** EXERCISE **
Copy out every line of the material below word for word, leaving out the pictures.

[Labels for object points]
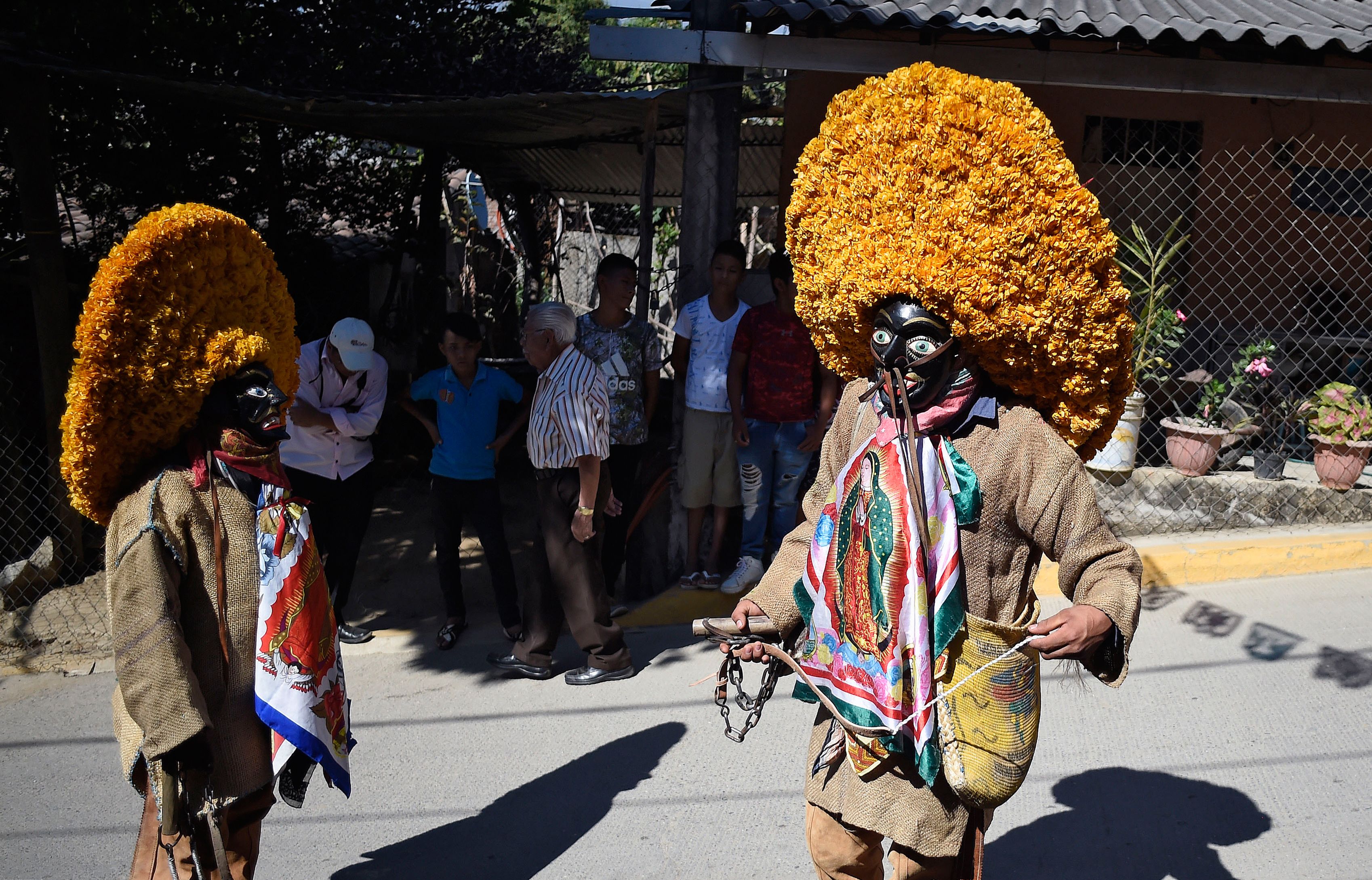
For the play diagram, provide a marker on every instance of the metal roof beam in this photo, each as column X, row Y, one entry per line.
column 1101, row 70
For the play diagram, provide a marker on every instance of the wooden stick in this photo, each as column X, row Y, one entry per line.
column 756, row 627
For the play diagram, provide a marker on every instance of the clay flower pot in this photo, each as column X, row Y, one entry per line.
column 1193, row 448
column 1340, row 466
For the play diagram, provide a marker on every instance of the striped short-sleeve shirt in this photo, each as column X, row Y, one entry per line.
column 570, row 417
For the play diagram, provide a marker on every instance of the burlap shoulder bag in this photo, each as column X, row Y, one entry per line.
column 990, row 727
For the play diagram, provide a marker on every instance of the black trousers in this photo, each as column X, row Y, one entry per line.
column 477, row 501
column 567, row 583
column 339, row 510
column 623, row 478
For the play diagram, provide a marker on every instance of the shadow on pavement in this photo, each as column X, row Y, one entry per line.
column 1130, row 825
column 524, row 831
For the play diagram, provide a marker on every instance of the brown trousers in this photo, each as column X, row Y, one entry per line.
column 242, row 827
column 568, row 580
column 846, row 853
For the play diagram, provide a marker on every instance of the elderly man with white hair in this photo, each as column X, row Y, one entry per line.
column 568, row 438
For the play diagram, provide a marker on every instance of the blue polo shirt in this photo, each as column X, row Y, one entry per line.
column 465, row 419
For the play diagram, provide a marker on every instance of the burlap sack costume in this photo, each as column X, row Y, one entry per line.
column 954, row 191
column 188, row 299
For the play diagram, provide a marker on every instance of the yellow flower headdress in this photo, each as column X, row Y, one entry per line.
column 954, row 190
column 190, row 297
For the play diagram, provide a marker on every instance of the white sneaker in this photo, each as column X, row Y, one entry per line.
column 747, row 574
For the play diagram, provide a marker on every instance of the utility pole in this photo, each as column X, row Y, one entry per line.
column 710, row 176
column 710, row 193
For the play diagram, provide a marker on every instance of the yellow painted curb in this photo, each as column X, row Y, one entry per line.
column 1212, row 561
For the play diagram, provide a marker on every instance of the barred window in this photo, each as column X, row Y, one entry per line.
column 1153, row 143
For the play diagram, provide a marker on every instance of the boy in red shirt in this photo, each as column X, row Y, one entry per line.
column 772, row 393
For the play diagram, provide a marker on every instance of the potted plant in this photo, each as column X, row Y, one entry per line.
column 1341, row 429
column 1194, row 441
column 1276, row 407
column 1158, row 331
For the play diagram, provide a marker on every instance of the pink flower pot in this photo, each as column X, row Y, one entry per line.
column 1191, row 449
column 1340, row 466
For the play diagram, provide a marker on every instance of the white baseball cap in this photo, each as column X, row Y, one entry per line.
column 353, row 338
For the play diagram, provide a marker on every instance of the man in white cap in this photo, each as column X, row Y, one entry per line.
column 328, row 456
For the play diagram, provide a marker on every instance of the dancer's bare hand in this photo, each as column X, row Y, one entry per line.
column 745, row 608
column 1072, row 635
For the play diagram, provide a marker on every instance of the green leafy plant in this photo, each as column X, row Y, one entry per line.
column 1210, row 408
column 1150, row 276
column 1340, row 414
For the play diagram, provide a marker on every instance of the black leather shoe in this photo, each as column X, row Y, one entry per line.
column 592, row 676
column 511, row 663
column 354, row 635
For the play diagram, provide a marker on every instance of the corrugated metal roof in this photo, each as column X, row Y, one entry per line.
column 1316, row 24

** COMPLETE OUTPUT **
For the play diagram, provide a marker on every instance of the metal roof beam in this photo, each as column X, row Y, one entry per line.
column 1101, row 70
For the play diagram, provide a marker on every instance of the wooden stick in this photo, each as column X, row Y, one entry per line.
column 756, row 627
For the play diagram, provide a marker on every instance of the clay flower pot in this photo, each as column X, row Y, one entry per line.
column 1193, row 448
column 1340, row 466
For the play diagram, provide a marker on every instance of the striped short-sleeve shirt in this photo, each as column X, row Y, one entry per line.
column 570, row 417
For the play diagram, provide a marker on every instance of the burlap shoulder bag in this photo, each as column X, row Y, one entry per line.
column 990, row 727
For the play diagram, provide a marker on every instance of the black trousers in this photo, each as column X, row Y, one entry per line.
column 477, row 501
column 567, row 583
column 339, row 510
column 623, row 478
For the play diagram, provide a marker on every instance of the shadow on pavement in this photo, each as column X, row Y, one entry per line.
column 1130, row 825
column 524, row 831
For the play diagram, provide a marker on every instance of the brown trousers in this photo, each as column X, row Y, one entry per line.
column 242, row 827
column 568, row 580
column 846, row 853
For the play diagram, provide a marker on every instance of the elderly man with white hair in this photo, each as column X, row Y, one entry per line.
column 568, row 438
For the play diagram, provide a marker on every instance of the blue polo shirt in this photo, each as column X, row Y, one entry per line.
column 465, row 419
For the play diagram, provide a marker on every instance of the burlap sack costume in this photo, each as column X, row Y, one entry per line.
column 954, row 191
column 188, row 299
For the play diagram, provide a marker on every instance of the yellow flower headdress in this photo, each as column X, row Y, one entry per line.
column 954, row 190
column 190, row 297
For the play diagram, provide a marker on every instance of the white sneaker in this photo, each as column X, row Y, one entry per line.
column 747, row 574
For the play diagram, provide a marker on every instance of the utility pole in this photo, each as column X, row Y, one entry per line.
column 710, row 176
column 710, row 193
For the play diagram, provide a marker on every instance of the yellow painted curb in this photo, each as column X, row Y, one entry per line.
column 1212, row 561
For the play diagram, provide a marker on every instance of the barred window in this photo, each as column X, row Y, one entry per line.
column 1153, row 143
For the play diagram, provide a marker on every instance of the boy in red shirt in this photo, each as column X, row Y, one entry per line.
column 772, row 393
For the play diagram, provide a marker on every instance of the potted plant in this photo, each as column X, row Y, one entry per line.
column 1341, row 429
column 1194, row 441
column 1276, row 407
column 1158, row 331
For the play diagram, provide a marker on every instance of the pink flower pot in this photo, each as column X, row Y, one entry per line.
column 1191, row 449
column 1340, row 466
For the play diagram, provide a marker on every instance of the white baseball cap in this photo, each as column X, row Y, one entry per line.
column 353, row 338
For the play diagram, provide a marker on every instance of the man in white cap in this photo, each as column X, row Y, one entry per line.
column 328, row 456
For the play diagram, provide a marker on every instance of the dancer's bare hand in this photo, each as column X, row Y, one entry per line.
column 745, row 608
column 1072, row 635
For the play diagram, provide a marker on every instance of the green leafy plant in this photo, each as column X, row Y, one entry per line.
column 1210, row 408
column 1150, row 276
column 1340, row 414
For the play diagram, provide a marker on every instance of the black leather shoe in this photo, each as column X, row Y, one entry per line.
column 592, row 676
column 511, row 663
column 354, row 635
For the play diagram, provide a marker on every instance of the corrugated metal roof in this photo, each as column X, row Y, one entry per line.
column 1316, row 24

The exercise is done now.